WORK INSTRUCTIONS:
Transcribe precisely, and only, the lines beginning at the line containing "Target: bare forearm" and ending at the final line of the material below.

TASK MATERIAL:
━━━━━━━━━━━━━━━━━━━━

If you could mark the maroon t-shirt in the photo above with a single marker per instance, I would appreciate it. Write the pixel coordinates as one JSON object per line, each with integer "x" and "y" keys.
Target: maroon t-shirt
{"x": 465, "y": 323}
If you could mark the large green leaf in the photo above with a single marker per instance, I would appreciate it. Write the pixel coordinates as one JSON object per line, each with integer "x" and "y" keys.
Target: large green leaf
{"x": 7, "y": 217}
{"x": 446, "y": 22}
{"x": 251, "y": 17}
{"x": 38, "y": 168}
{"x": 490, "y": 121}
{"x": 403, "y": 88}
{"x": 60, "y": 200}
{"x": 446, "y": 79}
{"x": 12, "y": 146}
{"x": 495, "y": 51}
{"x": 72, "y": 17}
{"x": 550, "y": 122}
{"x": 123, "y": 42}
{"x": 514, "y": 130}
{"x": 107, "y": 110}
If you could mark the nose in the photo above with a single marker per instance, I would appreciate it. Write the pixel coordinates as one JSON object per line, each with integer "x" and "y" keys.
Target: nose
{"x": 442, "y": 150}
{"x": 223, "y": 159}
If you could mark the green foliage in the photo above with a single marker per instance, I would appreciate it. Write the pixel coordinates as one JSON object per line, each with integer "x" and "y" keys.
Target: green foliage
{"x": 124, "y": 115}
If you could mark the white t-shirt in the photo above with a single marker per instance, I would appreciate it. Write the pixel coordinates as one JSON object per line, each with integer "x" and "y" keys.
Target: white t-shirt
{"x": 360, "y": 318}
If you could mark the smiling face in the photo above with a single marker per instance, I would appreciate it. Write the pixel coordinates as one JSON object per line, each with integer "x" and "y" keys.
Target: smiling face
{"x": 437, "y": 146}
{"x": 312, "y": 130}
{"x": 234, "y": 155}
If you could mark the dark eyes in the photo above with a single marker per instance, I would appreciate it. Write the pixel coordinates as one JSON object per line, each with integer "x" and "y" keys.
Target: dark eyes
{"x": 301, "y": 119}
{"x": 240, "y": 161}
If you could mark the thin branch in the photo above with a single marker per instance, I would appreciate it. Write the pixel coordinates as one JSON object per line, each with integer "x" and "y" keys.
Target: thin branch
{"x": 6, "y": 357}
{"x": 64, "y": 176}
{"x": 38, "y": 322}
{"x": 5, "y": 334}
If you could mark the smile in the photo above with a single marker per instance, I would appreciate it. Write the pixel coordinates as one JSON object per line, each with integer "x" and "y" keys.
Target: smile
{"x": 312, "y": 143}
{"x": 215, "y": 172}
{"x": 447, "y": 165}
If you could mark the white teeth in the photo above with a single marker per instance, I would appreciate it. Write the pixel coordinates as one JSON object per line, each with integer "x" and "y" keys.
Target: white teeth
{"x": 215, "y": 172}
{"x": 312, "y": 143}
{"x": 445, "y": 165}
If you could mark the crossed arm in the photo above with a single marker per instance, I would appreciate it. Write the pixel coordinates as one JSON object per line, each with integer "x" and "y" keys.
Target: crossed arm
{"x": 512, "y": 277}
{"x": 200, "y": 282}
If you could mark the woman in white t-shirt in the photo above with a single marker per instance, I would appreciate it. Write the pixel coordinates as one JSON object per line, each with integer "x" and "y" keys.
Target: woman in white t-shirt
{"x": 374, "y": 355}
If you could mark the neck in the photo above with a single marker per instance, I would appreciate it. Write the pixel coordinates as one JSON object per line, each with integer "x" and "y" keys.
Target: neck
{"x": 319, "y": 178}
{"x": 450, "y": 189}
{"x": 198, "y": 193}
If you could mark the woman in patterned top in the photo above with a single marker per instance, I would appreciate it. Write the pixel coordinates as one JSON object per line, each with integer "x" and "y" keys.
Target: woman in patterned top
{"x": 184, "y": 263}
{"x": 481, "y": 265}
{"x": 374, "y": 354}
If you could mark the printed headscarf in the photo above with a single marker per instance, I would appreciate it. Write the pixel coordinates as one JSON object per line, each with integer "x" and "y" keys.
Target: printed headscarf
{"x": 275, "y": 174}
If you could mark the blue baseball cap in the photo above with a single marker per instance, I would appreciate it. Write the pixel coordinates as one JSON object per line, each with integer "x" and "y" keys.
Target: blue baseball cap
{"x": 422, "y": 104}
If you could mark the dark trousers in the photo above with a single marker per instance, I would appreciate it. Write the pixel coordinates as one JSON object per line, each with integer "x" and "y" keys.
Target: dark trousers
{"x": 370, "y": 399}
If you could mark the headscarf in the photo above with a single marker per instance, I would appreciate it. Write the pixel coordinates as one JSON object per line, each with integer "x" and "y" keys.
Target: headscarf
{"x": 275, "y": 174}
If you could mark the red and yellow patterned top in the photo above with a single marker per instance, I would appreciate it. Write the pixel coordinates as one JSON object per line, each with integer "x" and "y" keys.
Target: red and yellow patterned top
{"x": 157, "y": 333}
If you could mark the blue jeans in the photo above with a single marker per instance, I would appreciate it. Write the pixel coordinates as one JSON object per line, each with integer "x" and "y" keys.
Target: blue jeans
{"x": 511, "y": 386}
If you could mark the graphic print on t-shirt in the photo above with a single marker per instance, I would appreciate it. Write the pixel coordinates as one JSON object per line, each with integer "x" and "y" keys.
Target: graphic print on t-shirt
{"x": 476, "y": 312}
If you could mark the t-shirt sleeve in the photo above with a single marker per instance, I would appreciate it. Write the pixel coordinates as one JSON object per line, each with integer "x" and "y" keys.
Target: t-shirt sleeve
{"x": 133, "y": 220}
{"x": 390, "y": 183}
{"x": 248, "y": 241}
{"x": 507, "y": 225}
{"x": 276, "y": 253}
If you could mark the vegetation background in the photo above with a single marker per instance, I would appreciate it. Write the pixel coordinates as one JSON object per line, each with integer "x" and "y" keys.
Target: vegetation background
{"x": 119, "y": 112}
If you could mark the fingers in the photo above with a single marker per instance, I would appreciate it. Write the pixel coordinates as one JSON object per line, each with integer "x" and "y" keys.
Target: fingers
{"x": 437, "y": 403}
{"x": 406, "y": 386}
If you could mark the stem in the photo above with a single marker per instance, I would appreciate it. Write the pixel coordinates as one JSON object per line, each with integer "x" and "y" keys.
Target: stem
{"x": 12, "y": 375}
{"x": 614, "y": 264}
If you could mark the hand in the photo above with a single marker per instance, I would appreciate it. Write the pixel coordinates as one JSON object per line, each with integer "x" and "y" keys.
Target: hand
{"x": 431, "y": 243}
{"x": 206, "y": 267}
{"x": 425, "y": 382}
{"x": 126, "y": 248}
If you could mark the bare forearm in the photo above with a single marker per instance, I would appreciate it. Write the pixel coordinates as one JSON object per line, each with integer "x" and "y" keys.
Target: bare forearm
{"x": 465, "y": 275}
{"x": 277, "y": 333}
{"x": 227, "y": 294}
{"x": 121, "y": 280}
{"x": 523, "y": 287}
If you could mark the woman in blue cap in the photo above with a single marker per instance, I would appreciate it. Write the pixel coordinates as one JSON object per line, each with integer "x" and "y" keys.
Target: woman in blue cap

━━━━━━━━━━━━━━━━━━━━

RESULT OF THE EXERCISE:
Target: bare forearm
{"x": 465, "y": 275}
{"x": 277, "y": 333}
{"x": 227, "y": 294}
{"x": 121, "y": 280}
{"x": 523, "y": 287}
If you could mark the woman in blue cap in the photo above with a single marker per instance, I would appreciate it. Write the pixel coordinates as one JSON object per line, each with integer "x" and "y" keys.
Target: woman in blue cap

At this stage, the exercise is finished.